[Referring expression data]
=======

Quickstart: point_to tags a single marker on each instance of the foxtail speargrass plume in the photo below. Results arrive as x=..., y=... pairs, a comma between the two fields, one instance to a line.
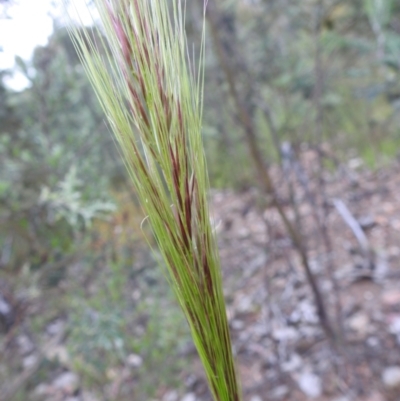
x=153, y=101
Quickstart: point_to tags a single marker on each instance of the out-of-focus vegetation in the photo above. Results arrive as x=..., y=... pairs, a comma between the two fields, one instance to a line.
x=313, y=73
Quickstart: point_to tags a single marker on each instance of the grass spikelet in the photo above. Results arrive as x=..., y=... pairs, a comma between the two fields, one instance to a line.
x=153, y=101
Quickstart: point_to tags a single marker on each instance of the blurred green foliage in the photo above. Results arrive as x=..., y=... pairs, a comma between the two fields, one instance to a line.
x=71, y=247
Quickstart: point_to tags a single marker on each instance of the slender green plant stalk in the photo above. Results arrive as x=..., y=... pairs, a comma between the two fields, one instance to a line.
x=152, y=98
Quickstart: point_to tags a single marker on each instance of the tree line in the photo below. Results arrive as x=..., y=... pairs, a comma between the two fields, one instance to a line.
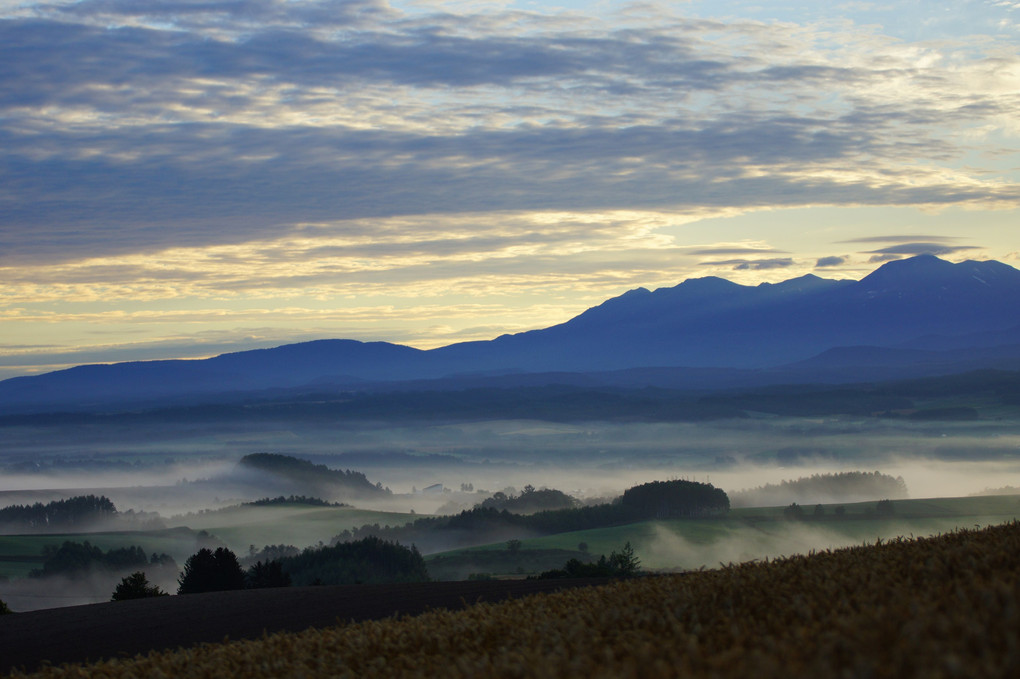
x=658, y=500
x=72, y=514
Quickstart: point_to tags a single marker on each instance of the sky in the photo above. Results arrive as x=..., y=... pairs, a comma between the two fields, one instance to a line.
x=181, y=178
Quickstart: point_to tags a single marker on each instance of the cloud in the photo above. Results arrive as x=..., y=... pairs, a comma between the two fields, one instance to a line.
x=910, y=249
x=754, y=264
x=132, y=127
x=735, y=251
x=903, y=239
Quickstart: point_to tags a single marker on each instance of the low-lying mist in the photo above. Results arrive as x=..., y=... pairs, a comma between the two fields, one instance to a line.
x=153, y=468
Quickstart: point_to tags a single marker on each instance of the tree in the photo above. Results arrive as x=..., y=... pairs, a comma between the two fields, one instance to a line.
x=211, y=571
x=624, y=563
x=884, y=508
x=667, y=500
x=136, y=585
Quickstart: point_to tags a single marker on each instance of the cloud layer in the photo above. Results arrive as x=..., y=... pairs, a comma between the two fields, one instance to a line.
x=357, y=149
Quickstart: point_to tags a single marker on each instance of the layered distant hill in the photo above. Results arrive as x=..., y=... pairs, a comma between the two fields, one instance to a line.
x=915, y=317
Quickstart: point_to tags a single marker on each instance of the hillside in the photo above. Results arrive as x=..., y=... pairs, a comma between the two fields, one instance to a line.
x=909, y=318
x=916, y=608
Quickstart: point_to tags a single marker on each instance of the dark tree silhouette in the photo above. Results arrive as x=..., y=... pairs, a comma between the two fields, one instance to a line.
x=666, y=500
x=884, y=508
x=136, y=585
x=211, y=571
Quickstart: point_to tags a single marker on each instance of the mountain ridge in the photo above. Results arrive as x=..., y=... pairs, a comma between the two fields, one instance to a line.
x=923, y=310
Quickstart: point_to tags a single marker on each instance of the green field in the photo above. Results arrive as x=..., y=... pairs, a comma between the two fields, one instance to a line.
x=19, y=554
x=756, y=533
x=300, y=525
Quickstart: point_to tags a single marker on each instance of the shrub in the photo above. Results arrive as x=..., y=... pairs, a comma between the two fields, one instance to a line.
x=136, y=585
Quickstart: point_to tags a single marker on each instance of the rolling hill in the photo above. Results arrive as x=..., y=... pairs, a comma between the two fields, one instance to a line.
x=910, y=318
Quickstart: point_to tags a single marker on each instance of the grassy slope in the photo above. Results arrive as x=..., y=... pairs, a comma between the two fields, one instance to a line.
x=758, y=532
x=944, y=607
x=19, y=554
x=300, y=525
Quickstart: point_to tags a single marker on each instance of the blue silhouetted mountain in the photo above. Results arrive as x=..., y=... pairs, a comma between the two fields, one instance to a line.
x=711, y=322
x=922, y=312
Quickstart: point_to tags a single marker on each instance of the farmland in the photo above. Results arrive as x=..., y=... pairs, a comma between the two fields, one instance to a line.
x=908, y=608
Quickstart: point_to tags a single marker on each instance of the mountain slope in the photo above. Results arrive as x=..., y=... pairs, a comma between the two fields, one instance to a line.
x=923, y=311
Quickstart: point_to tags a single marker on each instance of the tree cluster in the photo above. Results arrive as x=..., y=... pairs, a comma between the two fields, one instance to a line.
x=834, y=487
x=365, y=561
x=293, y=500
x=620, y=564
x=676, y=499
x=136, y=585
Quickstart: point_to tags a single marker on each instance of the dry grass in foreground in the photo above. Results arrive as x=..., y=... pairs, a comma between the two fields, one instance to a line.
x=941, y=607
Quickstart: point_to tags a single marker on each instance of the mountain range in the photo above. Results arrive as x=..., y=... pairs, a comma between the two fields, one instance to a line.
x=914, y=317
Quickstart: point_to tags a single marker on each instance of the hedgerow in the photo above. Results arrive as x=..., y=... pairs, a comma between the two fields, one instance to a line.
x=940, y=607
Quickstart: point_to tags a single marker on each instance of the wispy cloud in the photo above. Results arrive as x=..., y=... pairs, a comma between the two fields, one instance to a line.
x=369, y=154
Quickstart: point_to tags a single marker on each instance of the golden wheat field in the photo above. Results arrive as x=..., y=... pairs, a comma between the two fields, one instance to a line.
x=939, y=607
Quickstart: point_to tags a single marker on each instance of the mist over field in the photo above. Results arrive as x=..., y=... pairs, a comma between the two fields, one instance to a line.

=======

§ **THE TASK**: Full copy, no pictures: write out each line of the data exactly as it stands.

§ **EXERCISE OUTPUT**:
Quickstart: point_to tags a single marker on each instance of the foxtail speargrass plume in the photo below. Results arrive as x=..., y=... pairs, a comma between the two fields, one instance to a line.
x=153, y=101
Quickstart: point_to tags a single marker on each instance of the out-of-focus vegetation in the photo above. Results arrive as x=..., y=... pairs, a comma between the two fields, one instance to a line.
x=313, y=73
Quickstart: point_to tags a single marker on each instance of the grass spikelet in the photo above. Results arrive as x=..., y=... pairs, a comma between the two fields, one instance to a line.
x=153, y=101
Quickstart: point_to tags a single marker on each instance of the blurred green foliage in the photo above. Results arrive as x=..., y=... pairs, a comma between the two fields, one instance to a line.
x=71, y=247
Quickstart: point_to tags a single marker on each instance of the slender green plant stalk in the photo above. Results arrive as x=..., y=... pairs, a comma between the two fields, one instance to a line.
x=152, y=98
Quickstart: point_to tags a single marker on each instance of the tree line in the photo below. Results arrive as x=..., y=... pairs, a comma between the two fields, one instance to a line.
x=658, y=500
x=72, y=514
Quickstart: point_to tags a single marker on each instance of the sky in the photo above. Results arrive as x=..., y=... pairs, a comma between the two fields, one instance to a line.
x=181, y=178
Quickstart: point_to tags a single marker on each instance of the cloud in the photo above. Results arrive as x=..., y=... pairs, a comma between the two fields, one instance to a line.
x=910, y=249
x=754, y=264
x=132, y=127
x=735, y=251
x=903, y=239
Quickstart: point_to tags a single marker on each instance of the low-lying mist in the photo above. Results arrive as x=..., y=... pairs, a comma between the two fields, one instance to a line.
x=153, y=468
Quickstart: point_to tags a single marker on each instance of the tree in the photo above. Results arrive as x=..., y=... pairs, a comma between the two fields, one instance to a line.
x=211, y=571
x=624, y=563
x=884, y=508
x=667, y=500
x=136, y=585
Quickstart: point_to tags a single marker on each instance of the cloud layer in the photo above. Results arrive as x=..., y=... pairs, a comma between the two fields, one instance to a line.
x=357, y=149
Quickstart: point_to tags a single marker on each instance of the layered distant hill in the photo above. Results arrive as x=..., y=... pairs, a comma between the two fields, one instance to a line.
x=915, y=317
Quickstart: point_to tags a single marker on each instance of the hillside in the photo above. Results arrive as x=..., y=... pairs, a comma between the two fields, one instance to a line.
x=909, y=318
x=916, y=608
Quickstart: point_to tags a single marker on each instance of the dark tree silhouette in the photo above. Results arrive as x=..., y=... pairs, a comma between the two fields, one instance to a line.
x=666, y=500
x=884, y=508
x=136, y=585
x=211, y=571
Quickstart: point_to tags a single marker on each instance of the mountain ridge in the photo above. Results arrive as x=..., y=... pairs, a comma between the two fields, one instance to a line.
x=923, y=310
Quickstart: point_to tags a single marker on each instance of the green field in the photo above. Results arrive as x=..., y=... pairs, a comma between the two fields, one instance to a line.
x=19, y=554
x=756, y=533
x=300, y=525
Quickstart: point_to tags a single marker on each instance of the shrub in the photo above. Results arrive as x=..., y=... pairs, a comma between the two fields, one instance to a line.
x=136, y=585
Quickstart: point_to tags a single marker on each instance of the rolling hill in the photo above. Results arrive as x=..., y=... pairs, a comma between the two fields, one instance to a line.
x=910, y=318
Quickstart: point_to tags a single marker on each instance of the grassy slope in the photo above. Results arrive as x=..., y=... pairs, a comma between the two fields, one instance to a line.
x=758, y=532
x=944, y=607
x=19, y=554
x=300, y=525
Quickstart: point_to tags a single marker on each instance of the blue silhouetted mountain in the photo above. Results arrive as x=..., y=... pairs, a comma between the two fields, one instance to a line.
x=711, y=322
x=922, y=312
Quickstart: point_to tags a single marker on each instance of the farmland in the photo above. Results arrive as x=..., y=... pairs, a comma between the two fields, one instance to a line.
x=908, y=608
Quickstart: point_to tags a single marker on each instance of the mountain slope in the photo above. Results arrive as x=..., y=... pairs, a comma between the two fields, one instance to a line.
x=923, y=311
Quickstart: point_to tags a single marker on each instance of the tree cluster in the photo above. Results arrive as x=..., y=... pairs, a comma between the two fields, one instance to a line.
x=834, y=487
x=365, y=561
x=293, y=500
x=620, y=564
x=676, y=499
x=136, y=585
Quickstart: point_to tags a single marker on each instance of the dry grass in foreground in the photo above. Results arrive as x=..., y=... pairs, a comma between the two fields, one instance to a line.
x=941, y=607
Quickstart: point_to tags a single marker on each instance of the mountain range in the photo above. Results arrive as x=..., y=... pairs, a comma between the two fields, one instance to a line.
x=914, y=317
Quickstart: point_to tags a single marker on each instance of the hedgerow in the photo above. Results arrive as x=..., y=... pairs, a comma between the two fields, one instance to a line.
x=940, y=607
Quickstart: point_to tags a single marker on each instance of the wispy cloud in the photo above. Results arrive as x=..., y=... pairs, a comma between the two fields, one instance to a line.
x=369, y=154
Quickstart: point_to tags a single marker on each instance of the golden wheat field in the photo above. Results arrive as x=..., y=... pairs, a comma between the two fields, one instance to a line.
x=939, y=607
Quickstart: point_to tags a single marker on each instance of the mist over field in the photo above. Results arrive as x=..., y=... pairs, a comma between the two fields, one instance to a line.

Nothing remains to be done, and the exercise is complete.